- Opening Delimiter -

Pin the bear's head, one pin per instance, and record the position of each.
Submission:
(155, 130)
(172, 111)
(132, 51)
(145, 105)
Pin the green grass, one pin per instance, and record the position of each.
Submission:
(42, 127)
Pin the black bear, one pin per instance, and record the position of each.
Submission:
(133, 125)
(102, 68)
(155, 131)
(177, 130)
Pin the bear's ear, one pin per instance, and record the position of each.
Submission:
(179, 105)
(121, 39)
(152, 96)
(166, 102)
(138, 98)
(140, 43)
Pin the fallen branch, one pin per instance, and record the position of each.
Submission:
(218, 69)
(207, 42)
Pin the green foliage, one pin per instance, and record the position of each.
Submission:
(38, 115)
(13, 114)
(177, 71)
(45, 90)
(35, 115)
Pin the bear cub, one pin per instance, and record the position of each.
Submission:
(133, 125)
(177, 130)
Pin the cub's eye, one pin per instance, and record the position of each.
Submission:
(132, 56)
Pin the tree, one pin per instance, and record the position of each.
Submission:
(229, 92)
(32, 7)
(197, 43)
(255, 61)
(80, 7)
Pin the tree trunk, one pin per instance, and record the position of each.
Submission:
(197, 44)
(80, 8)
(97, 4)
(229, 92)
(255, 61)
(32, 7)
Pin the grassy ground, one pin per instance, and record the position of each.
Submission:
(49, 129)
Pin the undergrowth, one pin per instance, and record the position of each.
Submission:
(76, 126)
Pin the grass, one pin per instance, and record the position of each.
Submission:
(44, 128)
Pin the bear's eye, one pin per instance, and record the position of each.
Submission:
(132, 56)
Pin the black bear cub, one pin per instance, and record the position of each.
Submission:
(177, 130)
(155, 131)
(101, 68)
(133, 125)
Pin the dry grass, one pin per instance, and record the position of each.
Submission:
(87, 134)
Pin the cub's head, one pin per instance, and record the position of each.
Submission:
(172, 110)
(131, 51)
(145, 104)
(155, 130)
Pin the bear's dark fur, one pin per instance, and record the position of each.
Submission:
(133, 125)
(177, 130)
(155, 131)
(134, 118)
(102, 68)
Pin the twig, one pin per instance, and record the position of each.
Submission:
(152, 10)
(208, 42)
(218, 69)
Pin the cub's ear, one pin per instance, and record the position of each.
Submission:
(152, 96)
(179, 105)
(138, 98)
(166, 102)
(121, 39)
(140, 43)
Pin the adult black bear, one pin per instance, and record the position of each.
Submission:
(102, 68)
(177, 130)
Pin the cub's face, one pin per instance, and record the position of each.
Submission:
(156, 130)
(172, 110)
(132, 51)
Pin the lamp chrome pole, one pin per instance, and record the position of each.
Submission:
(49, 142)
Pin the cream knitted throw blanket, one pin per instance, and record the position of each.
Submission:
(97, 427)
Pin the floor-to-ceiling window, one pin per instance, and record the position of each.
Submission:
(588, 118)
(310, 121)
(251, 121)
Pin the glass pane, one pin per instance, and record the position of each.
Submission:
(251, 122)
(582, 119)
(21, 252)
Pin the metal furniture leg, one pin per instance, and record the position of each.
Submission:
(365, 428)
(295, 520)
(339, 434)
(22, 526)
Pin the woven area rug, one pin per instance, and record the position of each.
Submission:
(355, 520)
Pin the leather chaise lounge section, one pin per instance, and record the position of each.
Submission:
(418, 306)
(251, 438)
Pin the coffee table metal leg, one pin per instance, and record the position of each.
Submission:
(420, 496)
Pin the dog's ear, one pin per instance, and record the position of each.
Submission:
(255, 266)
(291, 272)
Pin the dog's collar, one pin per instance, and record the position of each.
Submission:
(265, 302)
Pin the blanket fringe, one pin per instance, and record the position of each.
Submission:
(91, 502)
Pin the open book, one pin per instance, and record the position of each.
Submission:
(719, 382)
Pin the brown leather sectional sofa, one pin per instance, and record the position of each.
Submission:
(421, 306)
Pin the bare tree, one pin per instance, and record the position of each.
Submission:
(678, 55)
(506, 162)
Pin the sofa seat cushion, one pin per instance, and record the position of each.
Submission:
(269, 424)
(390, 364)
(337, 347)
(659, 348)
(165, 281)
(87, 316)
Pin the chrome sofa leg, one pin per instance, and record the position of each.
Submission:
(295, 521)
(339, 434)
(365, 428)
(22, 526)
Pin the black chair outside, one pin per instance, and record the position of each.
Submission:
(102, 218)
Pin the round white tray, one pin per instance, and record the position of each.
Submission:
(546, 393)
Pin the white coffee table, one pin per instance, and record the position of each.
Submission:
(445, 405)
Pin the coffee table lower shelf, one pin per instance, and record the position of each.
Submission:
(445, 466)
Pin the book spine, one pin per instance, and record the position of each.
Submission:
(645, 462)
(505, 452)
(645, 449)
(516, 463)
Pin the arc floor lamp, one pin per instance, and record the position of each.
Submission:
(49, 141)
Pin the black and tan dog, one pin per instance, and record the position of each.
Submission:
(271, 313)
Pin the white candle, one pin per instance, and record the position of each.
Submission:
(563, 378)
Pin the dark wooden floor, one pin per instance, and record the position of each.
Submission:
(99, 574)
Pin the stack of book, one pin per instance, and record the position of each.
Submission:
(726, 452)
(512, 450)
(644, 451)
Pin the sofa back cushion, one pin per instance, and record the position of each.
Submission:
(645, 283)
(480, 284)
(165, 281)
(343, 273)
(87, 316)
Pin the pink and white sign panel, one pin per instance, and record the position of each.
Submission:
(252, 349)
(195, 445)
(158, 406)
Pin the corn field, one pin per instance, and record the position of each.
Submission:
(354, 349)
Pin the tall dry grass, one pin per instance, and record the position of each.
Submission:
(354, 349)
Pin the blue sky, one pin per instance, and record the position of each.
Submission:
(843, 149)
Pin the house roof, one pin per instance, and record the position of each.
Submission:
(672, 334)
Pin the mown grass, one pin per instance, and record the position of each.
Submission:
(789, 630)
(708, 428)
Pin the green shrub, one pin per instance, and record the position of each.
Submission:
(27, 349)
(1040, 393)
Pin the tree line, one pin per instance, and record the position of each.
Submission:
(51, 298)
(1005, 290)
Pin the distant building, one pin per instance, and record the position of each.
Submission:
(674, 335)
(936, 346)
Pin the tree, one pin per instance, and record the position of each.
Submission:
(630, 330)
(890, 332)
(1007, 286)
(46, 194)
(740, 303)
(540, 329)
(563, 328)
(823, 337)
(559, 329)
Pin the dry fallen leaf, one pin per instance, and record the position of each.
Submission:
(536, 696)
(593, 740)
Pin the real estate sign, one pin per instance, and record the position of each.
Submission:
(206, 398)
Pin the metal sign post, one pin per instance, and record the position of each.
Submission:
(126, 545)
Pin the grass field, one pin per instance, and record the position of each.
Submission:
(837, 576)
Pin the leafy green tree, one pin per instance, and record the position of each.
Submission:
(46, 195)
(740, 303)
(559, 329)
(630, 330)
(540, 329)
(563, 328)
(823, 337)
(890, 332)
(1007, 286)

- Closing Delimiter -

ASSIGNMENT: Go through the material line by line. Show each line that contains the string "leather".

EXERCISE ANSWER:
Pin the leather chaise lounge section, one pin per instance, and record the position of each.
Pin the brown leather sectional sofa, one pin per instance, and record the position of each.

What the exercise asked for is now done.